===== Materials provided =====

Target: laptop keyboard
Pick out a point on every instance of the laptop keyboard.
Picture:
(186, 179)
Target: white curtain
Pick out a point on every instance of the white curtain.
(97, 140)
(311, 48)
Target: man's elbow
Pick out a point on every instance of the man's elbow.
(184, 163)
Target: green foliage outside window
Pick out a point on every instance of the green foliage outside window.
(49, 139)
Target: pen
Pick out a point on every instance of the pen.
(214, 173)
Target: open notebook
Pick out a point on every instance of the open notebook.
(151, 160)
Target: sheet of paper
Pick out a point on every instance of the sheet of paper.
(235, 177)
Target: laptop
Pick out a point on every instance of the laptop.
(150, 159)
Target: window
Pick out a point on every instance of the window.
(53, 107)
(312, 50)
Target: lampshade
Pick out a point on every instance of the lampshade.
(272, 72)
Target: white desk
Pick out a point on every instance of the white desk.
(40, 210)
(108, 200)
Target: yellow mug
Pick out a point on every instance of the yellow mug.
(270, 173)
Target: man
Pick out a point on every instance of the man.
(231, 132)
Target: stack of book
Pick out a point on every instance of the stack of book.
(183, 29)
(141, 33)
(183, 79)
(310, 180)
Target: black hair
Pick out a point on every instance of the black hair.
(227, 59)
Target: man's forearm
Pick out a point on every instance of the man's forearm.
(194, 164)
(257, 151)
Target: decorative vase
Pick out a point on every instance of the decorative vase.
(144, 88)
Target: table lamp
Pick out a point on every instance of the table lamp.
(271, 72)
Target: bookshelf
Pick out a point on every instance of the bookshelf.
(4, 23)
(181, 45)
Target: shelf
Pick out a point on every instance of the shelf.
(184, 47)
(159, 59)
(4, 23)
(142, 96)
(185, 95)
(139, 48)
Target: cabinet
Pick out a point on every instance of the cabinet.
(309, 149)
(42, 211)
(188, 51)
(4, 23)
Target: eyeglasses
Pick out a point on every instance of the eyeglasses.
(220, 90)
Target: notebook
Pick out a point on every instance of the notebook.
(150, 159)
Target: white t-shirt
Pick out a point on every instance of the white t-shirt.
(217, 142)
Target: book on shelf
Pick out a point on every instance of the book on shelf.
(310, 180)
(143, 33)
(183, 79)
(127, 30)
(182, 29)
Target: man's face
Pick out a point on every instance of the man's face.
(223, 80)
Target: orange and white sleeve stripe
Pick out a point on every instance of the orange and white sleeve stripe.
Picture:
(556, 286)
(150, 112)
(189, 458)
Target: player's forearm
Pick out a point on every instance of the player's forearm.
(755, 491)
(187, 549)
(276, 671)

=====

▶ [Exercise directions] Repeat every entry exactly. Nothing may be dropped.

▶ [The answer]
Target: laptop keyboard
Pick out a point on every instance of the laptop keyboard.
Picture:
(186, 179)
Target: white curtain
Pick out a point on every instance of the white curtain.
(97, 140)
(311, 48)
Target: man's elbow
Pick out a point on every instance of the man's elbow.
(184, 163)
Target: green foliage outside window
Pick out a point on every instance of the green foliage outside window.
(49, 139)
Target: pen
Pick out a point on every instance of the pen.
(214, 173)
Target: open notebook
Pick out a point on every instance of the open notebook.
(151, 160)
Target: sheet of paper
Pick out a point on every instance of the sheet of paper.
(235, 177)
Target: laptop
Pick out a point on every instance of the laptop.
(150, 159)
Target: window
Pick out a point on every instance of the window.
(53, 107)
(312, 50)
Target: lampshade
Pick out a point on every instance of the lampshade.
(272, 72)
Target: white desk
Pick out a point on every instance of the white desk.
(40, 210)
(108, 200)
Target: yellow mug
Pick out a point on every instance of the yellow mug.
(270, 173)
Target: man
Pick out a point on every instance of the man.
(231, 132)
Target: stack of book
Pick out a point on every instance of the stack of book.
(183, 29)
(141, 33)
(183, 79)
(310, 180)
Target: black hair
Pick out a point on every instance of the black hair.
(227, 59)
Target: man's forearm
Pick out a point on every instance of the man's forearm.
(194, 164)
(257, 151)
Target: decorative vase
Pick out a point on every instance of the decorative vase.
(144, 88)
Target: table lamp
Pick out a point on every instance of the table lamp.
(271, 72)
Target: bookshelf
Pick out a point on every instance of the bookshelf.
(4, 23)
(181, 45)
Target: shelf
Pick out a point on every instance of the shelf.
(184, 47)
(159, 59)
(4, 23)
(142, 96)
(185, 95)
(139, 48)
Target: cabinet
Pick out a point on every instance of the cabinet.
(309, 149)
(42, 211)
(188, 51)
(4, 23)
Target: eyeglasses
Pick out a point on every instance of the eyeglasses.
(220, 90)
Target: notebook
Pick out a point on every instance of the notebook.
(150, 159)
Target: white t-shirt
Pick out a point on every instance of the white t-shirt.
(217, 142)
Target: book on shelf
Pick out a point on every instance of the book on shelf.
(310, 180)
(143, 33)
(183, 79)
(127, 30)
(182, 29)
Target: man's face
Pick out a point on every instance of the man's face.
(223, 80)
Target: orange and white sleeve stripe
Pick out a point on every instance of the orange and white sleeve stripe.
Picture:
(556, 286)
(150, 112)
(189, 458)
Target: player's forearm
Pick out a point on every instance of the player's forearm.
(755, 491)
(187, 549)
(276, 671)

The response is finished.